Questa raccolta che
contiene tutti gli
scritti di Ghirri e una
selezione di interviste è un altro dei suoi capolavori. Niente di antico sotto il
sole era fuori catalogo da anni e in questa riedizione manifesta tutta la consapevolezza, il lirismo e le sue capacità
di critico, curatore, saggista,
agitatore e di scrittore.
Ghirri racconta che il suo
viaggio da fotografo nasce anche grazie alla foto del 1969
della Terra vista dalla Luna.
Per la prima volta vediamo il
nostro pianeta da fuori, «tutti
i film prodotti, le chiese costruite, tutti i libri scritti, i
quadri, le foto, le persone: tutto era sintetizzato in quella foto (...). Fu per me una spinta
a percorrere i primi passi nel
campo della fotografia». La
fotografia è per lui come un
allenamento costante a non
percepire niente come insignificante. Si muoveva in un
ambiente a lui famigliare,
percorrendo quei «viaggi domenicali minimi, nel raggio
di tre chilometri da casa mia»
con un'attenzione che glielo
faceva a volte apparire ignoto. Con lui andiamo a scoprire come ci sia sempre nella
realtà una zona di mistero.
Il titolo di questo volume
viene dalla riflessione che
fotografare per Ghirri fosse
come guardare il mondo «in
uno stato adolescenziale»
che ogni momento rinnova
lo stupore, «che si meraviglia anche solo di fronte al
miracolo della luce». Così la
pratica fotografica ribalta il
motto dell'Ecclesiaste «niente di nuovo sotto il sole» e ci
ricorda che non c'è niente di
antico, che tutto cambia
ogni istante.
Ghirri racconta anche di
quando fotografa la casa di
Giorgio Morandi e rimane
colpito dal racconto del suo
accompagnatore, che gli
parla dello sconforto del pittore per il condominio giallino che era stato costruito davanti al suo studio e che ne
alterava la luce. Morandi
non si avvaleva quasi di
nient'altro, «non ha usato altra materia che la normalità: è tornato continuamente a ridipingere le stesse
semplicissime bottiglie, bicchieri, vasi. Ho cercato di
imparare la stessa essenzialità». Morandi aveva scoperto che le cose hanno una loro voce: bisogna mettere in
disparte la voglia di trasformare, e ascoltare questa lingua silenziosa. In un altro
scritto dal titolo «Dopo dieci anni di fotografie» il fotografo arriva a sintetizzare la
sua visione: «il mio rispetto
per le cose irrilevanti sta assumendo proporzioni gigantesche», scrive tra le riflessioni, «è che noi cerchiamo
ovunque l'assoluto e dovunque troviamo soltanto oggetti; e le cose non sono più
sorprendenti».

#### DATI DISPONIBILI:

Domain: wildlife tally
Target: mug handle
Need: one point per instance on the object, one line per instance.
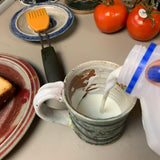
(55, 111)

#### OBIETTIVO DEL COMPITO:
Scrivi il seguito della recensione sulla raccolta di scritti di Ghirri, riprendendo subito dopo la sua ultima frase.

#### RISULTATO FINALE:
Con lui i luoghi che potrebbero sembrare anonimi diventano epici. Viaggia nell'Italia minore, quella non turistica e cerca di scoprire il paesaggio italiano e investigare
la realtà creando attorno a sé
un ambiente di altri fotografi
e scrittori. E fonda tutta la
geografia di un immaginario
che ha contribuito a cambiare, quello dell'Italia reale in
contrasto all'Italia turistica
da cartolina.
Amava l'architettura «geometrile», la chiamava così,
quell'architettura che c'era in
Emilia, fatta di case tirate su
senza architetti. Ghirri era fiero del suo diploma da geometra, diceva che gli è servito più
che studiare in un'accademia
d'arte e paradossalmente il
suo sguardo di geometra ha
cambiato quello degli architetti, diventando un riferimento
per molti come attraverso il
suo lavoro su Aldo Rossi.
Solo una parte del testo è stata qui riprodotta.